Data for the task:
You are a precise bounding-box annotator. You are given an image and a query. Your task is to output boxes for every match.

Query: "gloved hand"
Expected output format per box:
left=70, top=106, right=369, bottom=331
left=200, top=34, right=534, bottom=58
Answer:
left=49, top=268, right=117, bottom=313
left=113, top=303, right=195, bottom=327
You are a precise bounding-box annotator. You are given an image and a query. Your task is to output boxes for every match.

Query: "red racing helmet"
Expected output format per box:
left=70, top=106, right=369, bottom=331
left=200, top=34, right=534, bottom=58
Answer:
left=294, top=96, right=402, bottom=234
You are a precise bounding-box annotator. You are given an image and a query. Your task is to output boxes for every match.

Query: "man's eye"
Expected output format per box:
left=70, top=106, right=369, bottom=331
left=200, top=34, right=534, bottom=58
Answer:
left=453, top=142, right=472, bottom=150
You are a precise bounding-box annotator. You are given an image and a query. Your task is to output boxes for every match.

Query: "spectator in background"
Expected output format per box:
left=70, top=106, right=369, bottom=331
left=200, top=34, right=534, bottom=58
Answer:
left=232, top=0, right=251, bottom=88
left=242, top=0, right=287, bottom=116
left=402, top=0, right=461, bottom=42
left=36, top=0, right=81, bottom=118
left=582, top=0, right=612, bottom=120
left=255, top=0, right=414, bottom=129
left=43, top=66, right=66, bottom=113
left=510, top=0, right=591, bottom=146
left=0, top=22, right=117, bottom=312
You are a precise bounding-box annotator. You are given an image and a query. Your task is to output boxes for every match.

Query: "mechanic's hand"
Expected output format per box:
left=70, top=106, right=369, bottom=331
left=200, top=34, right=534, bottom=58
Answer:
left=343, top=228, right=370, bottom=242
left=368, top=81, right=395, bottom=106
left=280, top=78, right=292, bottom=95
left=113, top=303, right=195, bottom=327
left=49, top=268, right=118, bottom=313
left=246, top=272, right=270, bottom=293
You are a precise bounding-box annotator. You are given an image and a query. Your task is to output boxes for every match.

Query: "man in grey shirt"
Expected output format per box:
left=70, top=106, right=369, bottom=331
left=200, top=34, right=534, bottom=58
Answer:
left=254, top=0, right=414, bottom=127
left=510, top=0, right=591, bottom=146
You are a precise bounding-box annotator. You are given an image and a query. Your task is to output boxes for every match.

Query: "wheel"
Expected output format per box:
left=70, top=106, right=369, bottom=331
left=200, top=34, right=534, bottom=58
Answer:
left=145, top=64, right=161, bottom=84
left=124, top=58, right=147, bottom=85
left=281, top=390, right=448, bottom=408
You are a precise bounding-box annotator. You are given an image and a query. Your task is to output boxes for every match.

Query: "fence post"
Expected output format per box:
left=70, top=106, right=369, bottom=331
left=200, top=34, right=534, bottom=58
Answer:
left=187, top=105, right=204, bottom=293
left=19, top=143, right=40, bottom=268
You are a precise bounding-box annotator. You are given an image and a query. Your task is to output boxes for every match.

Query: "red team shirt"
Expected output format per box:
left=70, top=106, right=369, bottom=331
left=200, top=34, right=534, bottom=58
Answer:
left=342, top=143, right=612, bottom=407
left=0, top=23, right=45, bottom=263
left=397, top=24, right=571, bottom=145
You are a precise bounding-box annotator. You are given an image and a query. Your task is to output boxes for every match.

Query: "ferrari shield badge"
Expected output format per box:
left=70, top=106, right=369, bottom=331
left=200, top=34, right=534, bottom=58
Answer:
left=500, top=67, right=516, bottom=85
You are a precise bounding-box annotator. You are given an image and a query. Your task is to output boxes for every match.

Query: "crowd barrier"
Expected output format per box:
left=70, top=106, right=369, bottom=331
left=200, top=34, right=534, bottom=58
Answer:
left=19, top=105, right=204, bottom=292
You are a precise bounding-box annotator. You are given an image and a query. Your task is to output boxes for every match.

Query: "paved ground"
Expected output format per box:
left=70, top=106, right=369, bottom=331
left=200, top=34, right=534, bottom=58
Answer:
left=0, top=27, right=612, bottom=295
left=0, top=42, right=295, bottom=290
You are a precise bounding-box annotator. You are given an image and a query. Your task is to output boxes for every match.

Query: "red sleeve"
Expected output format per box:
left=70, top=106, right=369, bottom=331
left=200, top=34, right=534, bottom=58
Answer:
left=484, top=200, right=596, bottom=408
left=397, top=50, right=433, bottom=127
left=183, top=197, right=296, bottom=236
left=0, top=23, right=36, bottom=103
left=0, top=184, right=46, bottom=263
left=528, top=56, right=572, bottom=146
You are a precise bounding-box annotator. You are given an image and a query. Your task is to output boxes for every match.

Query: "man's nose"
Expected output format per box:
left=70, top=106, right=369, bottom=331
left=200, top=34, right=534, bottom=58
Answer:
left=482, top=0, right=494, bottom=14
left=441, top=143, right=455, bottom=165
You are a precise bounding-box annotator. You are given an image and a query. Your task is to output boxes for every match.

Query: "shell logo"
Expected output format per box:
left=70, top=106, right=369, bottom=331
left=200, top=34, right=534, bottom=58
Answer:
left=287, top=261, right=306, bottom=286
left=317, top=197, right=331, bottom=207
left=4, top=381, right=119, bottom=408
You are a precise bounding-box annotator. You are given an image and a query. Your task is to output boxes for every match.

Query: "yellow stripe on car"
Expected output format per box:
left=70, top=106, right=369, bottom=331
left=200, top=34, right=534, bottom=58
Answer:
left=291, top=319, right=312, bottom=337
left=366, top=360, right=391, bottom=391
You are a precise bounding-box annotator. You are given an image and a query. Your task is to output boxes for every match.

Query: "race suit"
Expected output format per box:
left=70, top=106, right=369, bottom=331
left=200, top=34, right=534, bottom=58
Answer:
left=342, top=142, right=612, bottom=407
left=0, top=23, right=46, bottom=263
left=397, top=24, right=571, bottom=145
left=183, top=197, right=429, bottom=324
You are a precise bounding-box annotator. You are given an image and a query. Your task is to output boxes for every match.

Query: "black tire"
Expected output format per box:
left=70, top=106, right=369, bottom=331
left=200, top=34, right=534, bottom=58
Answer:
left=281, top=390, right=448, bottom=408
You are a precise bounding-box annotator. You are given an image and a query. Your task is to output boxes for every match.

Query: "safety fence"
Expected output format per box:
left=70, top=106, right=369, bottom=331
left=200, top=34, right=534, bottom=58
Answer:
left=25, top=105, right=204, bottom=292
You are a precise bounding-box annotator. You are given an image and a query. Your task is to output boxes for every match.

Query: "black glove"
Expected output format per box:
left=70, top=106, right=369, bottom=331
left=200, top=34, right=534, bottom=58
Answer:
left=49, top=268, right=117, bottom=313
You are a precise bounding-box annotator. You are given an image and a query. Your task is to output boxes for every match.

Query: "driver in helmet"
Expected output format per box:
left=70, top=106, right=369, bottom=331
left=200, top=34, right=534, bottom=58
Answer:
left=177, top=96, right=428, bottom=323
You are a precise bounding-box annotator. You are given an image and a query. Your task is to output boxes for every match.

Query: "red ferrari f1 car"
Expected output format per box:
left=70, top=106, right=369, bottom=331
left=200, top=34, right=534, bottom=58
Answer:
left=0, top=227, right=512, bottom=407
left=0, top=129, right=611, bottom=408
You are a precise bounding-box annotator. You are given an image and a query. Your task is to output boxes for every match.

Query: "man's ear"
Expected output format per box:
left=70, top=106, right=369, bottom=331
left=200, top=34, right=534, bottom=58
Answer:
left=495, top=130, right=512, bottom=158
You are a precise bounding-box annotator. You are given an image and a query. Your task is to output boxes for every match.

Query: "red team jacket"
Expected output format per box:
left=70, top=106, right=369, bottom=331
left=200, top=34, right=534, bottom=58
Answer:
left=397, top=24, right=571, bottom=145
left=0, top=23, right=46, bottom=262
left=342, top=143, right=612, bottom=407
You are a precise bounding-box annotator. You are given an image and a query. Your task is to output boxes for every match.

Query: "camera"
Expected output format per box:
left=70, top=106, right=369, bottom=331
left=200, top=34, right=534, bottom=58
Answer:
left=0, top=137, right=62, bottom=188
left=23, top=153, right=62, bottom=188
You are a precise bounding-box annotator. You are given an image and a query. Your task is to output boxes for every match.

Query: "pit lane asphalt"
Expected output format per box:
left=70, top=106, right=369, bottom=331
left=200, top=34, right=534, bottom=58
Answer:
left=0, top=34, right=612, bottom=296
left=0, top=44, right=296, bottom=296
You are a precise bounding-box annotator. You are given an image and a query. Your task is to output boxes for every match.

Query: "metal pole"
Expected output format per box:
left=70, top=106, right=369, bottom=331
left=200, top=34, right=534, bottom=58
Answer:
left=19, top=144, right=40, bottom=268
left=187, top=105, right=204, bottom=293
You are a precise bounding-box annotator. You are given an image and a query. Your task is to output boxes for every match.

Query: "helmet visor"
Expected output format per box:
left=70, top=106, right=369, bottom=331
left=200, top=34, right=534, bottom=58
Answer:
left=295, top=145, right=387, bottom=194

The exercise:
From the records above, copy every line that contains the word "ferrari" and omit all other lines.

Response:
Query: "ferrari shield badge"
Query: "red ferrari f1 car"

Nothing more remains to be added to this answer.